▶ _Problem requirements_
Search the material for the word "rose" and copy each line that holds it.

================

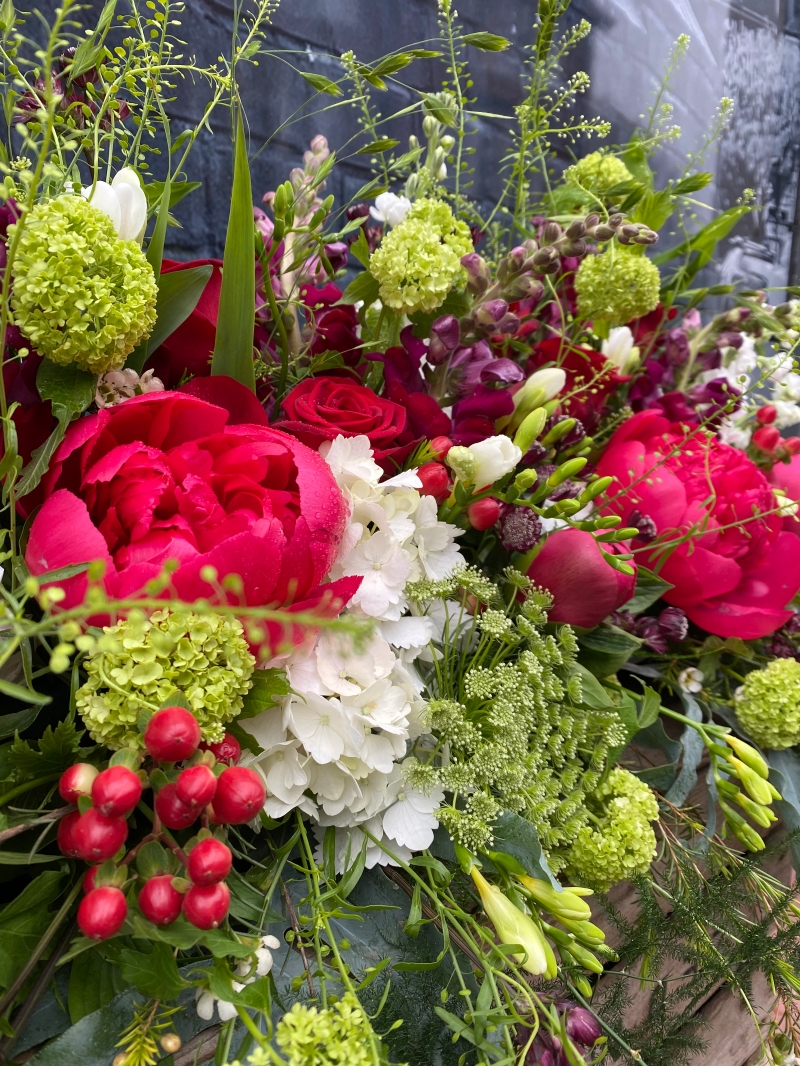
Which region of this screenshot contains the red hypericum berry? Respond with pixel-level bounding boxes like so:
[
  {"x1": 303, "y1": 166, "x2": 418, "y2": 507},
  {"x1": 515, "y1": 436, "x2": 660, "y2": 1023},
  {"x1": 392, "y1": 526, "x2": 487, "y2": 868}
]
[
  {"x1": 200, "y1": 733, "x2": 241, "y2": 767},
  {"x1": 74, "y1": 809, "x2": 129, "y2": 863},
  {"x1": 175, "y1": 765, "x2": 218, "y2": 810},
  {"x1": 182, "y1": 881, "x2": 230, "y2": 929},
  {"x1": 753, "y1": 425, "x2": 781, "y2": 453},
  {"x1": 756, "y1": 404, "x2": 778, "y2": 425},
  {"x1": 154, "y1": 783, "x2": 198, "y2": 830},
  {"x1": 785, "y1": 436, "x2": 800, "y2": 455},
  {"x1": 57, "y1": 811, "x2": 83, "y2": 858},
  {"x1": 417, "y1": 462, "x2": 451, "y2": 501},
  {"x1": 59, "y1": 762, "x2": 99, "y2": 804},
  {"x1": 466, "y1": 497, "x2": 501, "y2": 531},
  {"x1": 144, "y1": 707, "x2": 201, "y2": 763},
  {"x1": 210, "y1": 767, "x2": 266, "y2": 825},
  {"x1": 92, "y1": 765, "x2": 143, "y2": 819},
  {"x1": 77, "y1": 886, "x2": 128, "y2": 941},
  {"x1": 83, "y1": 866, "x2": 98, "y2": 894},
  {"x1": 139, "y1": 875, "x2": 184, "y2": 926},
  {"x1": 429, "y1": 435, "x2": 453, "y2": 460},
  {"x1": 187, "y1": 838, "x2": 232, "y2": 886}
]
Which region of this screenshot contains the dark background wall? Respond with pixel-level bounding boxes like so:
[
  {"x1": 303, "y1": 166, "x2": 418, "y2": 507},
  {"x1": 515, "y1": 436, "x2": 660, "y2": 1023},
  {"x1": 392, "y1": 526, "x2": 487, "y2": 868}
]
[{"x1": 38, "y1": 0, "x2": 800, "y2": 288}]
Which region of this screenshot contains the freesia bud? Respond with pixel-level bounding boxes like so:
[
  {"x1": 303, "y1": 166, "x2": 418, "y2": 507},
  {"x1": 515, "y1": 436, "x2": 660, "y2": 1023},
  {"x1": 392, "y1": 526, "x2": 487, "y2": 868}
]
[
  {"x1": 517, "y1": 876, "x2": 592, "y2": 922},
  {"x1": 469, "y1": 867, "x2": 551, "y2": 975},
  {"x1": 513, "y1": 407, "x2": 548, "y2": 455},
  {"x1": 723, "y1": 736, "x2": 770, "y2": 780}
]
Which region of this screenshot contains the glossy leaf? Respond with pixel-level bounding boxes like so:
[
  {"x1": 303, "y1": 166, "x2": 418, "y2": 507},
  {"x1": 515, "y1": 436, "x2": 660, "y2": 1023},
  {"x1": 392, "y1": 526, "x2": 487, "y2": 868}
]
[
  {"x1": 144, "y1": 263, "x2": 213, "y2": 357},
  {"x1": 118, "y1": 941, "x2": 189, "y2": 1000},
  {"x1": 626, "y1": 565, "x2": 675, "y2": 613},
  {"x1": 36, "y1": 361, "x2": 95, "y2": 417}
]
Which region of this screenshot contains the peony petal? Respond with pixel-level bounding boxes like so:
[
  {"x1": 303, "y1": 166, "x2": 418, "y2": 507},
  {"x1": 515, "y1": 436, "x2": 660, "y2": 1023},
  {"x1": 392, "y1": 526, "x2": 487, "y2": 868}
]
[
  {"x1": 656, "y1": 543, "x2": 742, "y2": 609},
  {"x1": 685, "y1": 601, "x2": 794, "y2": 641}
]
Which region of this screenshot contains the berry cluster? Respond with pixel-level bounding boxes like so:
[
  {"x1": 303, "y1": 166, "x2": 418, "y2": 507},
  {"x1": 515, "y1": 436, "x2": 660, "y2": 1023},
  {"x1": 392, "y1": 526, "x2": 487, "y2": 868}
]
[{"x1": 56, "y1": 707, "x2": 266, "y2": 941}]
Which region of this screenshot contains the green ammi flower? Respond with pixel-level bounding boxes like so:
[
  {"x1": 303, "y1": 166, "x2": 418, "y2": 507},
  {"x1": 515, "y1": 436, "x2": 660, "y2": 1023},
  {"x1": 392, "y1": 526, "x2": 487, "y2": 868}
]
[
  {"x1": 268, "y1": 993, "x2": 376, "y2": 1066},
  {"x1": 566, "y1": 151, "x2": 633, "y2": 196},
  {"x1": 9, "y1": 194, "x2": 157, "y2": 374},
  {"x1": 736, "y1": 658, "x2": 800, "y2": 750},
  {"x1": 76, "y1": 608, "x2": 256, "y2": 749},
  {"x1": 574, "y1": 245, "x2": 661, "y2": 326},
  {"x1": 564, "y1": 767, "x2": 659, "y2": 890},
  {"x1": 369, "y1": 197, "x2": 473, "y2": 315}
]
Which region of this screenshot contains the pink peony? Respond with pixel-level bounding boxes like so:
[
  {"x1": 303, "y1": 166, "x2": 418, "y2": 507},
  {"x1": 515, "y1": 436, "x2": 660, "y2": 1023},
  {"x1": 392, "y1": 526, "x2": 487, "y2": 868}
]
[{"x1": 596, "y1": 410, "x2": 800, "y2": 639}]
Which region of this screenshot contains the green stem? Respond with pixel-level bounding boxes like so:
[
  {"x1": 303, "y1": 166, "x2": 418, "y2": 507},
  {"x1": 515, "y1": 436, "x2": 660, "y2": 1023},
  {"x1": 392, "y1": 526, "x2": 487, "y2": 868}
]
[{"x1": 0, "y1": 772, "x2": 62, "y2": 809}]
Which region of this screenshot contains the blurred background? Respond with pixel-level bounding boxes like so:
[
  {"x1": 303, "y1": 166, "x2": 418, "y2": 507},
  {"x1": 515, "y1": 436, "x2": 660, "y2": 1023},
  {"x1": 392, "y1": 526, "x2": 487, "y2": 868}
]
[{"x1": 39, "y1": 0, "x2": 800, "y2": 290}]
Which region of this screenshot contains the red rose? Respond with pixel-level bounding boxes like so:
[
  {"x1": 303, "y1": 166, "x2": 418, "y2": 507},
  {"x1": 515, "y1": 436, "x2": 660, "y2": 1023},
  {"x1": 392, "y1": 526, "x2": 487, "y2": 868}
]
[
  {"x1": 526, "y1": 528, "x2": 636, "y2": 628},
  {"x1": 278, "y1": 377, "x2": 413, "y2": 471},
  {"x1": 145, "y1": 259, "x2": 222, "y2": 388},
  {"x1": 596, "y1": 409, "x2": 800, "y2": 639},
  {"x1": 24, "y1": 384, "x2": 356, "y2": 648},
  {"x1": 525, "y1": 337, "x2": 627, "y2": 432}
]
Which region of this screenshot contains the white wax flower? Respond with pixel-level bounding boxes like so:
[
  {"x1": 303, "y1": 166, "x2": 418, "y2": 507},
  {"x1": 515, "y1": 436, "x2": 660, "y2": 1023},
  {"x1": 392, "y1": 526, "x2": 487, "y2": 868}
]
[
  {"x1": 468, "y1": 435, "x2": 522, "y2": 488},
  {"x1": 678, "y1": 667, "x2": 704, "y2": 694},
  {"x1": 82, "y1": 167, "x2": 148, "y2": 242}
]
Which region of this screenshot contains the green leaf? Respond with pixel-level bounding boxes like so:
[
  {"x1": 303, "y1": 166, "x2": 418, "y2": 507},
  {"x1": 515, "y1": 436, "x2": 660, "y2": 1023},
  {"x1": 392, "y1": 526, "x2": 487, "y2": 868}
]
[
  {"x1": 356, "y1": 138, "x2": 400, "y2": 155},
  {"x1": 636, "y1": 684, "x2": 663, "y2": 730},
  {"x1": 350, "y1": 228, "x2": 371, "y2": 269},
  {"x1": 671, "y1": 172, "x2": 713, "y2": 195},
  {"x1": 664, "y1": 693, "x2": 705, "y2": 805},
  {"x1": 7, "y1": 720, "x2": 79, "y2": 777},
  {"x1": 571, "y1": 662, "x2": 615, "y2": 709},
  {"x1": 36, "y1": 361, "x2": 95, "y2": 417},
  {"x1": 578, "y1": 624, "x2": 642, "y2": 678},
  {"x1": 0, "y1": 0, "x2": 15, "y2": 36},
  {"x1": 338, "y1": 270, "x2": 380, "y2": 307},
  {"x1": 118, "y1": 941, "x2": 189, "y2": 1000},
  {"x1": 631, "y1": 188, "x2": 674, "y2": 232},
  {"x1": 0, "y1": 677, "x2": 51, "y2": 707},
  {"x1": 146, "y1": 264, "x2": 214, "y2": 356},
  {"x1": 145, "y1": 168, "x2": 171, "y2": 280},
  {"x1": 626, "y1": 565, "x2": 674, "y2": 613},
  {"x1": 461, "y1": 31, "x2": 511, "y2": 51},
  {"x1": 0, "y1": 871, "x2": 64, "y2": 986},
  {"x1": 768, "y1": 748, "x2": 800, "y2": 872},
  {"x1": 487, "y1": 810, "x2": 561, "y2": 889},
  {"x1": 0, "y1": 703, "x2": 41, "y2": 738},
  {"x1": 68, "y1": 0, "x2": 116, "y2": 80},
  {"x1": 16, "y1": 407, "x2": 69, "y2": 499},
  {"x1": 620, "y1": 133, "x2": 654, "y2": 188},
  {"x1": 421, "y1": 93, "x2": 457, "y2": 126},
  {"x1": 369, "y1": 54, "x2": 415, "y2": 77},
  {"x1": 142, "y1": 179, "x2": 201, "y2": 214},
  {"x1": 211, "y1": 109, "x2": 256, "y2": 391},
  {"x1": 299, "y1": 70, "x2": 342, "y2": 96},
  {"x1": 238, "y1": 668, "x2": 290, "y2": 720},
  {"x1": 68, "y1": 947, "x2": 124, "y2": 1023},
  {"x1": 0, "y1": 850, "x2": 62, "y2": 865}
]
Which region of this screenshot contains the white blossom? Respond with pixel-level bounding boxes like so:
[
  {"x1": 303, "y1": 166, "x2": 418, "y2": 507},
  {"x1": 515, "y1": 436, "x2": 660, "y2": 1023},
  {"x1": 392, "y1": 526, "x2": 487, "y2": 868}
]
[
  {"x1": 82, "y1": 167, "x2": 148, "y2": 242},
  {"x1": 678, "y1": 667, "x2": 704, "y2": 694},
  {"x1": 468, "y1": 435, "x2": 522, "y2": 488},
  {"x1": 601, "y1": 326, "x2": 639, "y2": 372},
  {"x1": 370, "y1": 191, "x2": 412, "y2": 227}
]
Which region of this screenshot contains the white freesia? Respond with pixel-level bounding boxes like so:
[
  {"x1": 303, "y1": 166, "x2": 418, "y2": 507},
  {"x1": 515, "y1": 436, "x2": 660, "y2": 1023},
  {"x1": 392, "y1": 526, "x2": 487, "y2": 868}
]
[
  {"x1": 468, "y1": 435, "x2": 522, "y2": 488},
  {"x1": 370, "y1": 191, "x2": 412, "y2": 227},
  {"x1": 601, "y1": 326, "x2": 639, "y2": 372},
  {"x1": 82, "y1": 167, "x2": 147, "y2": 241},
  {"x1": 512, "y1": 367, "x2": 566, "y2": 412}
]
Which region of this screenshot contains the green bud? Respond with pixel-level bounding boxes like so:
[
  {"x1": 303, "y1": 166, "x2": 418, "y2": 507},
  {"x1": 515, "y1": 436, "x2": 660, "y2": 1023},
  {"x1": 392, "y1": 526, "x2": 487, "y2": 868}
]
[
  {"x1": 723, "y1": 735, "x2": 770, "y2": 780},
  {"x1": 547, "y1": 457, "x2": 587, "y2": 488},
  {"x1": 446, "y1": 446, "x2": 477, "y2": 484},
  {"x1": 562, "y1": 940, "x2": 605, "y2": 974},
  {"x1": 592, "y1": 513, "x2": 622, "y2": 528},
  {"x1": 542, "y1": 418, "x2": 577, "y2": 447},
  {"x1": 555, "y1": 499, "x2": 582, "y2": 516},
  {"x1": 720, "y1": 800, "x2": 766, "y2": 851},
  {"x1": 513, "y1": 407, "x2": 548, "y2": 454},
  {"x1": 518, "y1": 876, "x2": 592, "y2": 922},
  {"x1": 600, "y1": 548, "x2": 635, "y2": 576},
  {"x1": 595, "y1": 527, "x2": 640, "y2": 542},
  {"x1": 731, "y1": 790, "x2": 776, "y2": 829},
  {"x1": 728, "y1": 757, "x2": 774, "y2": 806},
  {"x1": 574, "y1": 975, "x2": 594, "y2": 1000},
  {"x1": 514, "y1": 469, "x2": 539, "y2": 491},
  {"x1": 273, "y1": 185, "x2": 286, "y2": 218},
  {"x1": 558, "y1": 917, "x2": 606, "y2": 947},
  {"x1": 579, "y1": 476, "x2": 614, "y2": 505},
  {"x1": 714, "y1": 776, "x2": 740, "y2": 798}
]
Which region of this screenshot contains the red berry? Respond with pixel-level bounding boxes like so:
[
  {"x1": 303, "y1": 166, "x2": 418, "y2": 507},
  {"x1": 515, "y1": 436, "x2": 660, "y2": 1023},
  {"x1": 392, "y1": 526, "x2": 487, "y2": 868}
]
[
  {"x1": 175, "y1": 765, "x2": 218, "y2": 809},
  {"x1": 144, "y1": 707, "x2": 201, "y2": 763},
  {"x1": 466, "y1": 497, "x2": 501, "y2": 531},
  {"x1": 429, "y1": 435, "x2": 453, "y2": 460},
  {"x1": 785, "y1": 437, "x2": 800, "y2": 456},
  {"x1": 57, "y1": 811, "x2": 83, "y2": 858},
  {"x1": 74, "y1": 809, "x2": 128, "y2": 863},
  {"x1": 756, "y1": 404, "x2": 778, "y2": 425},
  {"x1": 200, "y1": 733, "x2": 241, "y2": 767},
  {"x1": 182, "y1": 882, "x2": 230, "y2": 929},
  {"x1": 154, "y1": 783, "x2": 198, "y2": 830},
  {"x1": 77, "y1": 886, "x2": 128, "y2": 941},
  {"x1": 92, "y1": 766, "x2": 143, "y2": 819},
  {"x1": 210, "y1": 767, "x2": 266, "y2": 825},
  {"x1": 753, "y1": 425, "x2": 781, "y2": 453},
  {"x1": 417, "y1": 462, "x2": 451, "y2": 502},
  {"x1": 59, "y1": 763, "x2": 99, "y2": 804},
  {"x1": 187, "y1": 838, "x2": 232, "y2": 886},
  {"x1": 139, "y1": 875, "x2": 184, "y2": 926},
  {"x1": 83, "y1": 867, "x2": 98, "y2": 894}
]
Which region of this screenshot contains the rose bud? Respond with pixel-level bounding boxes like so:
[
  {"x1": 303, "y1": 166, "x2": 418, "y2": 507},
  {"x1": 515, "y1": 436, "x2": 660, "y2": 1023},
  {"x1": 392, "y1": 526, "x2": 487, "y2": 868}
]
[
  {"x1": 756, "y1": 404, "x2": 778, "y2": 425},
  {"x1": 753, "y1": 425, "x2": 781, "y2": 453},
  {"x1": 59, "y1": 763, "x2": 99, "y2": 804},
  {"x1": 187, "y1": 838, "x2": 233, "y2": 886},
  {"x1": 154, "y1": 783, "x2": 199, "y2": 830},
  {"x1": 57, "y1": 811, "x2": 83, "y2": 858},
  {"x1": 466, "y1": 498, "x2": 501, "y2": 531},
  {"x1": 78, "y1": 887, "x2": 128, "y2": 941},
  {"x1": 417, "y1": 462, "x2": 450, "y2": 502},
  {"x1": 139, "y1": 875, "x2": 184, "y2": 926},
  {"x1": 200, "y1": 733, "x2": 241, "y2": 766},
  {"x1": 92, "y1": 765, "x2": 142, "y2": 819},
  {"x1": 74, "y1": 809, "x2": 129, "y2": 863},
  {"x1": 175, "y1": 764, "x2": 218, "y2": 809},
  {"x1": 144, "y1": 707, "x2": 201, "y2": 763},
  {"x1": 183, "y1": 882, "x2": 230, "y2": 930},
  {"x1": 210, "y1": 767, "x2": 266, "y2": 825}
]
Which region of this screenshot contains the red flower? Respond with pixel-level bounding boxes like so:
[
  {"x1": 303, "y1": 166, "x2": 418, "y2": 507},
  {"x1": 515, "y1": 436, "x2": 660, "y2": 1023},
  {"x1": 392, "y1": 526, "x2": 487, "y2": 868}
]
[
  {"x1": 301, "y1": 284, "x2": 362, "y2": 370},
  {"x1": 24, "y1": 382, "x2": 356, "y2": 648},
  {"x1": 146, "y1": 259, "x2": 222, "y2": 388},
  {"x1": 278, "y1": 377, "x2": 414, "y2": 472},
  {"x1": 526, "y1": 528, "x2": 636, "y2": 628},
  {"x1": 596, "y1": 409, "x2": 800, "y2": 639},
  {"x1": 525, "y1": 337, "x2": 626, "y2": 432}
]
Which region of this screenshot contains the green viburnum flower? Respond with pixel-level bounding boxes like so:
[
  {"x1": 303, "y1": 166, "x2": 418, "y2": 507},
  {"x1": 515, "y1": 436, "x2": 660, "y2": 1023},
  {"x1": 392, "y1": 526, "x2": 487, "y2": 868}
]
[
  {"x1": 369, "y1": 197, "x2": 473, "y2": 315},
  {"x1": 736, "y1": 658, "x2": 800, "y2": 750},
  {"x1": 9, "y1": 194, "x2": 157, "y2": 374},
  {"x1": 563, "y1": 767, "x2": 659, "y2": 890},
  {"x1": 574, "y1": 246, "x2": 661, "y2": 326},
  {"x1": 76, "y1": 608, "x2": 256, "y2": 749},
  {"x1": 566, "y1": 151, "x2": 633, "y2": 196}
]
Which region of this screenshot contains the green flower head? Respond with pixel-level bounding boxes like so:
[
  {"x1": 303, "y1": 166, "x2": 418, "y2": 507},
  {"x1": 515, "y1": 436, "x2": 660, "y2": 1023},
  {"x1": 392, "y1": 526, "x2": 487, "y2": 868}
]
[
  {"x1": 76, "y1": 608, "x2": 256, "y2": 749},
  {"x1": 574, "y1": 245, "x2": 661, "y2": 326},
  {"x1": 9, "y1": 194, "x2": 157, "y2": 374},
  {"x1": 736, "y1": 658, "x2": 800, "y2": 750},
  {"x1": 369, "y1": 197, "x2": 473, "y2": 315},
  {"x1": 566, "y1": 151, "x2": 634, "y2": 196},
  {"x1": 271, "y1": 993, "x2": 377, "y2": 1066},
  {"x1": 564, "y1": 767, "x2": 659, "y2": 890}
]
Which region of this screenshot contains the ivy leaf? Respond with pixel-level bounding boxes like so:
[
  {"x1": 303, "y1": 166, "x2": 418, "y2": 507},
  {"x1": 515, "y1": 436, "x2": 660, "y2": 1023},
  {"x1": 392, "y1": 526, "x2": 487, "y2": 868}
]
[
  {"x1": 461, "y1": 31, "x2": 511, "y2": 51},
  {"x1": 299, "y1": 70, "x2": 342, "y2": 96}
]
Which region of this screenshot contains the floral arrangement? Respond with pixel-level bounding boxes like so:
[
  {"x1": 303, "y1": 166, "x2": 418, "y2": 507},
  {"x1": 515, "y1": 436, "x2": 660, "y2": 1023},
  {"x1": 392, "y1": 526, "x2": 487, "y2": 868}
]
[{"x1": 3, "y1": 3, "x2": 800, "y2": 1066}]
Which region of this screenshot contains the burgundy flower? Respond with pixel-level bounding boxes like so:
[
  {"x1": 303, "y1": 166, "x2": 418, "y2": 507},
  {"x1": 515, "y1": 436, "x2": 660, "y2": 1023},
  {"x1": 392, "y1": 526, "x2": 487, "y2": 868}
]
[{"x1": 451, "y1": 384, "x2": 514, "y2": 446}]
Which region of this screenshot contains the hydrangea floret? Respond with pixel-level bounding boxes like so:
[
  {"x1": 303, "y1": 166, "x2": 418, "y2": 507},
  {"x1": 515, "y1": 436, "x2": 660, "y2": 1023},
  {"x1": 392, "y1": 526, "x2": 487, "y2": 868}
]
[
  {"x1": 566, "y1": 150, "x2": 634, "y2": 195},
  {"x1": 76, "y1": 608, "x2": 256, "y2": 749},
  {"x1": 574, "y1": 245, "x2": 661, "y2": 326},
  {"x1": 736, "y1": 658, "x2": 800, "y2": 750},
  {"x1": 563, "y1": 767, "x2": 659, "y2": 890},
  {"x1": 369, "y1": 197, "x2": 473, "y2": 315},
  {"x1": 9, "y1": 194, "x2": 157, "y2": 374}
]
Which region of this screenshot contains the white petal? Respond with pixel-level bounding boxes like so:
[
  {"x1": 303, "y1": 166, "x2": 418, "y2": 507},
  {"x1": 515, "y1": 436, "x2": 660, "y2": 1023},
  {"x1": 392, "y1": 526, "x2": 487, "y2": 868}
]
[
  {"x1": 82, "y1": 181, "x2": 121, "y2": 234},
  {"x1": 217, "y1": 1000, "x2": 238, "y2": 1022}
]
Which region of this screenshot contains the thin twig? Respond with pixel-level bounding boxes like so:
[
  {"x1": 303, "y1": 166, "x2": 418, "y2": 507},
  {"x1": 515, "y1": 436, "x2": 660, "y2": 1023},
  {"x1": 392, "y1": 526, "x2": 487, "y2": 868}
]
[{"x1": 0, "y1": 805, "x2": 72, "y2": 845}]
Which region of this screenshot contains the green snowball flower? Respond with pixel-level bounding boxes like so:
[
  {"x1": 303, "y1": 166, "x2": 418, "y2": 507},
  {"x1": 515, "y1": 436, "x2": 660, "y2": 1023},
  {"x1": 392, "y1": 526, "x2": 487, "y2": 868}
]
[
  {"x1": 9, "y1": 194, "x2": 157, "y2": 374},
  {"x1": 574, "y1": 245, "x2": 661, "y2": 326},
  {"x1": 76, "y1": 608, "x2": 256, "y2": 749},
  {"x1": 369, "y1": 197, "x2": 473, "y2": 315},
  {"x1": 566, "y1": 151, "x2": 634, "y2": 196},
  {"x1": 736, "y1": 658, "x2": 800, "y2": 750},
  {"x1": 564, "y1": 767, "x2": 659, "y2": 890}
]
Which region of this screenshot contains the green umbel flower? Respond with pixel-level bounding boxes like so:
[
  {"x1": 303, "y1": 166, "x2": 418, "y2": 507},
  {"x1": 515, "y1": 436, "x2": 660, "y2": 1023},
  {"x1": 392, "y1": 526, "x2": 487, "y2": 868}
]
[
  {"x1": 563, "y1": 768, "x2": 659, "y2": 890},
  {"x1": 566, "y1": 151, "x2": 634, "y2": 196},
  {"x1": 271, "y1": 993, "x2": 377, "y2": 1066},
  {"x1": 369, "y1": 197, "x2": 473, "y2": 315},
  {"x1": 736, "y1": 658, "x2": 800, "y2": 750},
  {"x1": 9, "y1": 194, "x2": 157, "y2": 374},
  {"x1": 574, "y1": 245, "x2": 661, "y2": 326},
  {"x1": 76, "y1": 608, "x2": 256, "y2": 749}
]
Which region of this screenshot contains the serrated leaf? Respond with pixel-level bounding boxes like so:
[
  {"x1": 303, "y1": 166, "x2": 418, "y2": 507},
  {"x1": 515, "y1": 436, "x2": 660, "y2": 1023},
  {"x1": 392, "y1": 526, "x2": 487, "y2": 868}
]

================

▶ _Answer for the task_
Which region of this screenshot contains the red rose? Respond with pixel-level bounding boxes like so:
Which region of this screenshot contains the rose bud? Respond with pixel-level bounding boxes like so:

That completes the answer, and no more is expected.